Items from a dataset:
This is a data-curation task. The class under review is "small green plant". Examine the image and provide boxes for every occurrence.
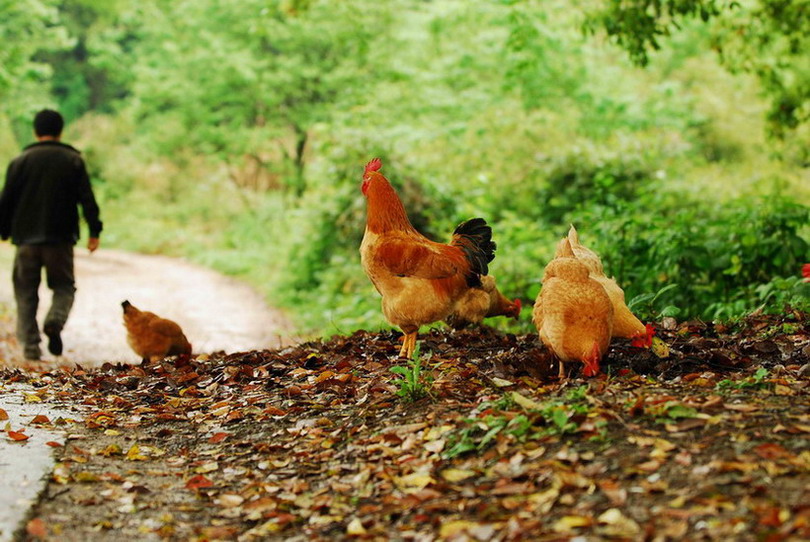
[646,401,698,423]
[444,386,592,459]
[627,283,681,320]
[391,344,433,403]
[715,367,768,392]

# Task goal
Can you give all the records again with "small green plant" renamed to "seedling" and nothing else changed? Leave the pictures out.

# Task response
This is a data-curation task. The class under review is "seedling". Examine the image and provide boxes for every occurrence.
[646,401,698,423]
[444,386,592,459]
[627,283,681,320]
[391,344,433,403]
[715,367,768,392]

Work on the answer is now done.